▶ [Action item]:
Please copy out every line in the records below that includes the word "kitchen".

Source data Start Marker

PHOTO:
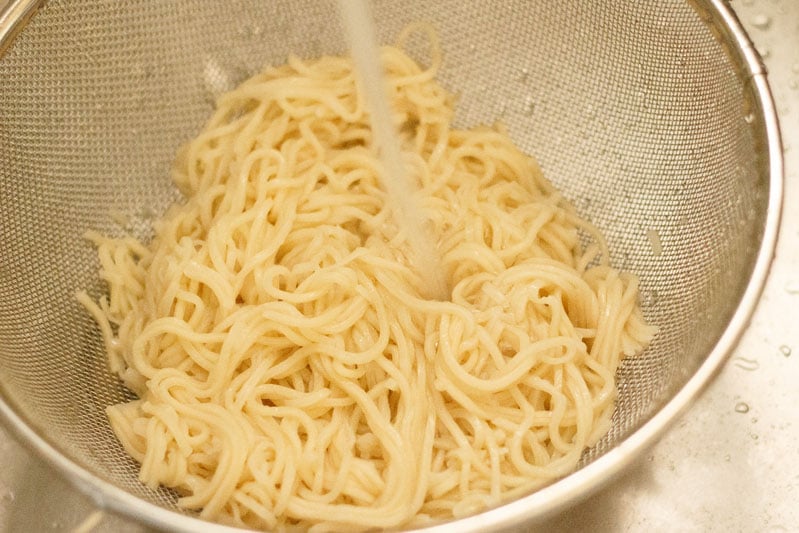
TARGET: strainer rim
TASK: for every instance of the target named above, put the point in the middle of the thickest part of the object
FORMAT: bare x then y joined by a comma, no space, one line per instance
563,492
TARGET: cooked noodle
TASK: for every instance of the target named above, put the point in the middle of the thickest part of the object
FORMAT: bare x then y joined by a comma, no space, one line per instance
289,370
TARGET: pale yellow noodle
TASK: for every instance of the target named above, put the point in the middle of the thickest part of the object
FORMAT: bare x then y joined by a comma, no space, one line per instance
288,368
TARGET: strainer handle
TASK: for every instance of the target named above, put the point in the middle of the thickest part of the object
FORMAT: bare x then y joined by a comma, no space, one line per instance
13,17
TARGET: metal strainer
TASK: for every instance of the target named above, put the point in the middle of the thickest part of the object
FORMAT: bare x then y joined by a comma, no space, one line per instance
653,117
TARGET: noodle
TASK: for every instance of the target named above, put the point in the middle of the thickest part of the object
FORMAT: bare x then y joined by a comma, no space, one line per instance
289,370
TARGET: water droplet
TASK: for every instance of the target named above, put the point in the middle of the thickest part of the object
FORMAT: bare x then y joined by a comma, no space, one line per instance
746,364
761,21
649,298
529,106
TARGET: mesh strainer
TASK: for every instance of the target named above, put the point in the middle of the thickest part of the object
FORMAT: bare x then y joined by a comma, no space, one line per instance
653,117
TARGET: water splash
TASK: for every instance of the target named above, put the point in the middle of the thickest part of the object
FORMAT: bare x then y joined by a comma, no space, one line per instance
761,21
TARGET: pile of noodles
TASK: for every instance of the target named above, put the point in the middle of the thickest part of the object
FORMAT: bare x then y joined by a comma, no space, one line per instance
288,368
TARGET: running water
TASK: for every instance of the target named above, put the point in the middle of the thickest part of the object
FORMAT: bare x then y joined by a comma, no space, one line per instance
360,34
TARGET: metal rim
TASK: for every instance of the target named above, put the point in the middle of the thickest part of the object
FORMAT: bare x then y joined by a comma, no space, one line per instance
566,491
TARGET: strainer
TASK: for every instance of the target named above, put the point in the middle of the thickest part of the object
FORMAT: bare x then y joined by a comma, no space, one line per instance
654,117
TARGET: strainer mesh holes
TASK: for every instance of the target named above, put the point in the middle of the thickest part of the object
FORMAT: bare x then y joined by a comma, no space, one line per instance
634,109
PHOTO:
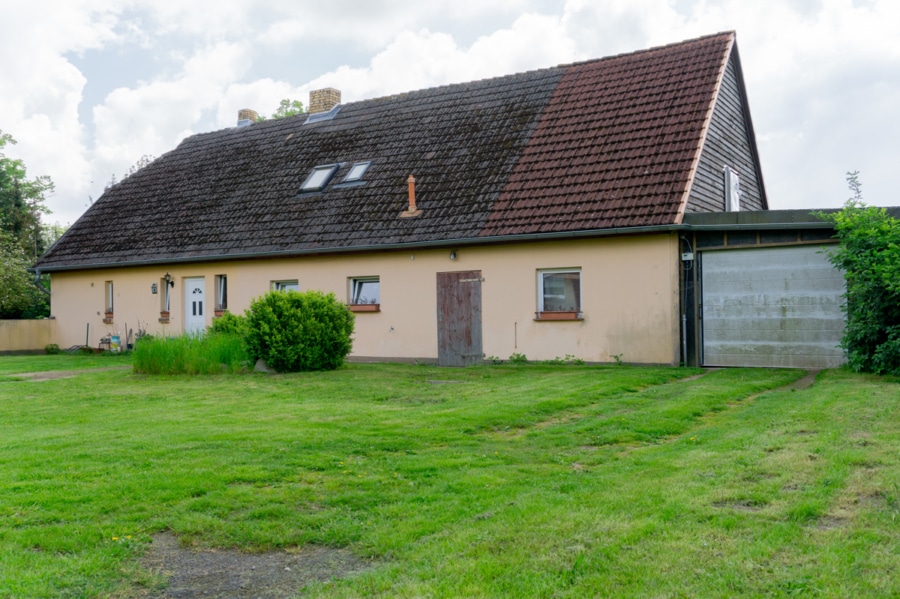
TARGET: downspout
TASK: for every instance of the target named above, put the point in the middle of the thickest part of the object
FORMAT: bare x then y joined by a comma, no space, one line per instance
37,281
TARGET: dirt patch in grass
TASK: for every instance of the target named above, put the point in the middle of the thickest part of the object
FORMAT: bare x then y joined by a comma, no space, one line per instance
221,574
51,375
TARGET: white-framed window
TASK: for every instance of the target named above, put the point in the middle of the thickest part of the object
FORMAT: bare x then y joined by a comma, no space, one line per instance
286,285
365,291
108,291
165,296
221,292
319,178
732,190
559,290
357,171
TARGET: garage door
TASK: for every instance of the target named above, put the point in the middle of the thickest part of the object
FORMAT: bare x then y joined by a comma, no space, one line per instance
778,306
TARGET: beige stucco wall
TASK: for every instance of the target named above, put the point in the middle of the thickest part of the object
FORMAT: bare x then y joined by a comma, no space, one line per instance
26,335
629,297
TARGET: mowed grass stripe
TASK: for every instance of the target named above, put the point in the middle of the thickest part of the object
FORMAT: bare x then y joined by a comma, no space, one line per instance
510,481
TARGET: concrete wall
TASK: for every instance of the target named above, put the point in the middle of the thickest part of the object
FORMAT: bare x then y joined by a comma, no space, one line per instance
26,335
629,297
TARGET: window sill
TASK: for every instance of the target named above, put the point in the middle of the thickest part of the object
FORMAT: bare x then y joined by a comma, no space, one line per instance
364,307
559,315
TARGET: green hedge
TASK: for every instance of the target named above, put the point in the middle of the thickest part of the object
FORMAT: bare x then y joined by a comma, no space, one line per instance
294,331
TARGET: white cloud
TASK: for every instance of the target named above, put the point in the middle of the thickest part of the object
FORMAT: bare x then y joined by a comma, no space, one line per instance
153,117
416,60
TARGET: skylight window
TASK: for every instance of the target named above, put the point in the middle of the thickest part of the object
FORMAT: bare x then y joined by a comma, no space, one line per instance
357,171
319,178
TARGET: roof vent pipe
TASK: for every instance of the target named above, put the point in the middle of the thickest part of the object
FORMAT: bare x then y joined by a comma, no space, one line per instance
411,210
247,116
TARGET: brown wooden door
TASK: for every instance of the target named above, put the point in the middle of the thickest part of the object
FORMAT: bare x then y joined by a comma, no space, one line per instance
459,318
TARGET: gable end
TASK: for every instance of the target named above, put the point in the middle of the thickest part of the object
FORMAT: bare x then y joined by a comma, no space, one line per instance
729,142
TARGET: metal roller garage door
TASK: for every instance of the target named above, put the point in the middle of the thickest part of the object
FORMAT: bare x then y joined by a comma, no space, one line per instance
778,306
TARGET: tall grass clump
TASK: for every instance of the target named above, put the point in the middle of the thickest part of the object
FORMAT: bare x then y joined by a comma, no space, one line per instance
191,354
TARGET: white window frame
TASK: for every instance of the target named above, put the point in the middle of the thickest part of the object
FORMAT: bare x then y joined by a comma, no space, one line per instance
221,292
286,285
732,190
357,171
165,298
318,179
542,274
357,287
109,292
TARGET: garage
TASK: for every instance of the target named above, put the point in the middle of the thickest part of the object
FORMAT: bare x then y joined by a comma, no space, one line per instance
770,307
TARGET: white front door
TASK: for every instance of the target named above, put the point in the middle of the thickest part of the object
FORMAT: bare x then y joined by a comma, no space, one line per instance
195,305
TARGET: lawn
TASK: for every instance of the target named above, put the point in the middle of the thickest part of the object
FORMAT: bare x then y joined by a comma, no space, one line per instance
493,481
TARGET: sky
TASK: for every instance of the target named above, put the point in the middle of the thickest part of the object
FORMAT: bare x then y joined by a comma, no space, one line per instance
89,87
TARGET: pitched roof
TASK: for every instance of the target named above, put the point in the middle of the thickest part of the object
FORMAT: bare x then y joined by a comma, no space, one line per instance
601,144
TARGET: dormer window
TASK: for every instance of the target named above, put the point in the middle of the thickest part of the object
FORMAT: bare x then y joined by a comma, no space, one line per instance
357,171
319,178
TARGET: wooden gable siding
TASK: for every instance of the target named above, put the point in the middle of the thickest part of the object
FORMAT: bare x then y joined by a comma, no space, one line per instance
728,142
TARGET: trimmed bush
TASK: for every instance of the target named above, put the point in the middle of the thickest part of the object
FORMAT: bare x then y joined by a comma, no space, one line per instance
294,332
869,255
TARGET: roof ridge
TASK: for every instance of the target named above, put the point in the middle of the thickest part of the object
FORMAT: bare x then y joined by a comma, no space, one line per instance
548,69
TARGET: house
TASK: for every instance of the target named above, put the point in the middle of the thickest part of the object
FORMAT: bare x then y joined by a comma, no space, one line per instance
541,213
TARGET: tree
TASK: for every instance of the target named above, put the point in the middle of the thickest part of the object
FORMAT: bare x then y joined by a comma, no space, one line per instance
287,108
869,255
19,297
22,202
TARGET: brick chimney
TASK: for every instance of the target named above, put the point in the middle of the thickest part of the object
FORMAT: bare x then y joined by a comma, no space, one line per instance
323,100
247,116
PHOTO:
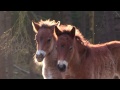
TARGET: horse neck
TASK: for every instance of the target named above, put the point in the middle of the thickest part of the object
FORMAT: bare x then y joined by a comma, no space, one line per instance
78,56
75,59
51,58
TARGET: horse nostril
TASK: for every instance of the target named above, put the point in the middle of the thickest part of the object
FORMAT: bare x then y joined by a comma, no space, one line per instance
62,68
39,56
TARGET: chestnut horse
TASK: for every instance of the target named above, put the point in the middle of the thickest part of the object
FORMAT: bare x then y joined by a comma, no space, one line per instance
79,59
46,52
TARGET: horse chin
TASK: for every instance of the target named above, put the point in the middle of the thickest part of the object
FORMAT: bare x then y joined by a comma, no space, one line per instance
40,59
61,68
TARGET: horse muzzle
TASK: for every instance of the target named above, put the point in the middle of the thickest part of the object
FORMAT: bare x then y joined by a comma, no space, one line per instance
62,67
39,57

Source data End Marker
Source data Start Marker

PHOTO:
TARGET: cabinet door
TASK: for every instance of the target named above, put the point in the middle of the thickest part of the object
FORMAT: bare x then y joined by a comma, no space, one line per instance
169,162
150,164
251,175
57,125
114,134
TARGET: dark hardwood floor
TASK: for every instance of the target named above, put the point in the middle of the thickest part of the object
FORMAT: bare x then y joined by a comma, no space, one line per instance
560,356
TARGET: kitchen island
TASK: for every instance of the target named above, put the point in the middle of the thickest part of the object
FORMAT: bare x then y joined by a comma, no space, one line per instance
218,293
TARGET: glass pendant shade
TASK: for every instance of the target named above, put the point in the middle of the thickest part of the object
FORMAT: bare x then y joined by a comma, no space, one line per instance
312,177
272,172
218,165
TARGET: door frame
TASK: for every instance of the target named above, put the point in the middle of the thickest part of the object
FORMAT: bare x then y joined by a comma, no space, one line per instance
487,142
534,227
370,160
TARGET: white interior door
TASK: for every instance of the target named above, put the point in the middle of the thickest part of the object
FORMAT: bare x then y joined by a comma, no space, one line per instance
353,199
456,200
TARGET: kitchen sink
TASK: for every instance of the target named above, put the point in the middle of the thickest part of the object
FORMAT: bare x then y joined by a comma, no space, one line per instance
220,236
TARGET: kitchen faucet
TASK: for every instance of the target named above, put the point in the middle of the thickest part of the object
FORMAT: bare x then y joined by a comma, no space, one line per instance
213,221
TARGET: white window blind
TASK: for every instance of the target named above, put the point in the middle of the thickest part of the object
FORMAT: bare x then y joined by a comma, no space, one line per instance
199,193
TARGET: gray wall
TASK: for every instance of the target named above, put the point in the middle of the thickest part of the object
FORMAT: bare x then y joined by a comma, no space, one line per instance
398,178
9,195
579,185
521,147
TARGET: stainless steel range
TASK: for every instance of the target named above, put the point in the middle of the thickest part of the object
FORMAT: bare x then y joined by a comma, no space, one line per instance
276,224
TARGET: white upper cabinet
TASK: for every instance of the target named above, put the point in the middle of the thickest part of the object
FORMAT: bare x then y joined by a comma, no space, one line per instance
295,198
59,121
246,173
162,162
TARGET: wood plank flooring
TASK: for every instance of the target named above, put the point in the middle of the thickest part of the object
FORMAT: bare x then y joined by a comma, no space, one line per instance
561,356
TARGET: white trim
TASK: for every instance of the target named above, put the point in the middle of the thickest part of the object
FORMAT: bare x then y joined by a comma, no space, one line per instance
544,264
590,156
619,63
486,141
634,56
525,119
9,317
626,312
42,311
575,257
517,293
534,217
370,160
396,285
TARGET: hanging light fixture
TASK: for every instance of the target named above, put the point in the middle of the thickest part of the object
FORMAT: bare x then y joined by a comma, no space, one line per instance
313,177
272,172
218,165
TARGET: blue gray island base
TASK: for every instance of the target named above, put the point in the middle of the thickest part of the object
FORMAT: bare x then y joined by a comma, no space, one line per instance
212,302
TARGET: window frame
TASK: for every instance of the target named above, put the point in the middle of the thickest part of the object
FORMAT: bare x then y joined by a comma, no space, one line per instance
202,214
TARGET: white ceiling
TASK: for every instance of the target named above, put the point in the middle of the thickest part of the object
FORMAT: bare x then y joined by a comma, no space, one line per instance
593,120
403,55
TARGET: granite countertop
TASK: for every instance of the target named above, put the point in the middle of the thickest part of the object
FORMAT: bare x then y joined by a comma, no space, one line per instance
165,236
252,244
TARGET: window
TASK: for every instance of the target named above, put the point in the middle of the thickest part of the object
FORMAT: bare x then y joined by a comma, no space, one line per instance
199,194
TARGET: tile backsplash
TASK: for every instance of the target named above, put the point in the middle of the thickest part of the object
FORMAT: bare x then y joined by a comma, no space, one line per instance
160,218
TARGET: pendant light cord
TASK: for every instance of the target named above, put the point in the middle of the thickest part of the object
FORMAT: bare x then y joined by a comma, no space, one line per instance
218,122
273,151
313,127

Source data End Marker
Source data Start Marker

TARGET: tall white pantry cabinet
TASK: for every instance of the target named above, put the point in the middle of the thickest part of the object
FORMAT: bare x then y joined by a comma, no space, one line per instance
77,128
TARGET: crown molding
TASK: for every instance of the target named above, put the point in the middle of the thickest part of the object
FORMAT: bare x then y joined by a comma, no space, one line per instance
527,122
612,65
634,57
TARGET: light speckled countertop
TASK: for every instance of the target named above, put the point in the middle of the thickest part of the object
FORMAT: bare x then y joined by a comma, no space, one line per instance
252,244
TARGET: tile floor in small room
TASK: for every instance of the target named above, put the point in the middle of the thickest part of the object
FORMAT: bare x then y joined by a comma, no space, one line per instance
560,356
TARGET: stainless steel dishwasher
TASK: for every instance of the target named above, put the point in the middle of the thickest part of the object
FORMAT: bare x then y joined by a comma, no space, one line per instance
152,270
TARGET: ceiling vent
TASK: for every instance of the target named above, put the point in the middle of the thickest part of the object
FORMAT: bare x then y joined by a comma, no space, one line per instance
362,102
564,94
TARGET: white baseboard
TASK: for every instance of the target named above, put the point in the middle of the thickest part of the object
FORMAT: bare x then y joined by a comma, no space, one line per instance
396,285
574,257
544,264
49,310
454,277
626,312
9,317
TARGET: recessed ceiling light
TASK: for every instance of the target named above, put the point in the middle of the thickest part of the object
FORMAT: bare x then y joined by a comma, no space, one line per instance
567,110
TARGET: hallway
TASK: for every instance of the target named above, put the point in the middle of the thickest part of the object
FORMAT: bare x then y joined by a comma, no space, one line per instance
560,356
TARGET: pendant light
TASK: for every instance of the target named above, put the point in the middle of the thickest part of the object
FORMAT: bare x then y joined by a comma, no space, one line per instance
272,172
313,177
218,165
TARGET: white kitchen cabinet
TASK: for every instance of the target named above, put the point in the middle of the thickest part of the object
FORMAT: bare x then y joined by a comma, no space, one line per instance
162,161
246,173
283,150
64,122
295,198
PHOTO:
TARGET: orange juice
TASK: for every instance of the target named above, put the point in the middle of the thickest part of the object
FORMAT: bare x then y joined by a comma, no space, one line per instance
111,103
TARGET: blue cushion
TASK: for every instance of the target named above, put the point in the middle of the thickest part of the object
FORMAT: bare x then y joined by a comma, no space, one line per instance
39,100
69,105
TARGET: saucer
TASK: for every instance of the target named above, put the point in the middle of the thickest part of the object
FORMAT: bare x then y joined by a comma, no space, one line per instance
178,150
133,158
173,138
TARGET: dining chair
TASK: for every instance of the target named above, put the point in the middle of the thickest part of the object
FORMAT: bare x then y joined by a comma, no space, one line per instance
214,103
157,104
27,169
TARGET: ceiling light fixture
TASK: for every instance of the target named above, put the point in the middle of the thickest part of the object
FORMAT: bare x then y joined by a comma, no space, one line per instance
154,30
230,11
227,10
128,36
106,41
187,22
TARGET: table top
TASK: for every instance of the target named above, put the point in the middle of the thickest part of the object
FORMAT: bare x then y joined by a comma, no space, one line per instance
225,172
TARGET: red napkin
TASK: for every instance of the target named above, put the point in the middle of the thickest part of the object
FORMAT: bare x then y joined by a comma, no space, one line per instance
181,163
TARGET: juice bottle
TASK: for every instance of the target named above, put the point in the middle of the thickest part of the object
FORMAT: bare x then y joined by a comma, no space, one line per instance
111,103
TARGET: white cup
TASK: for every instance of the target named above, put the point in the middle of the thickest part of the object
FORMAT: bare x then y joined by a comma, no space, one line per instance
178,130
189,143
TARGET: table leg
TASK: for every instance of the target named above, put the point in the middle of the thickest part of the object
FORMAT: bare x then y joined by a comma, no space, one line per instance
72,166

Source data End Marker

▶ [Exercise output]:
TARGET: kitchen island
TARGET: kitchen sink
TARGET: kitchen faucet
TARGET: white kitchen cabinet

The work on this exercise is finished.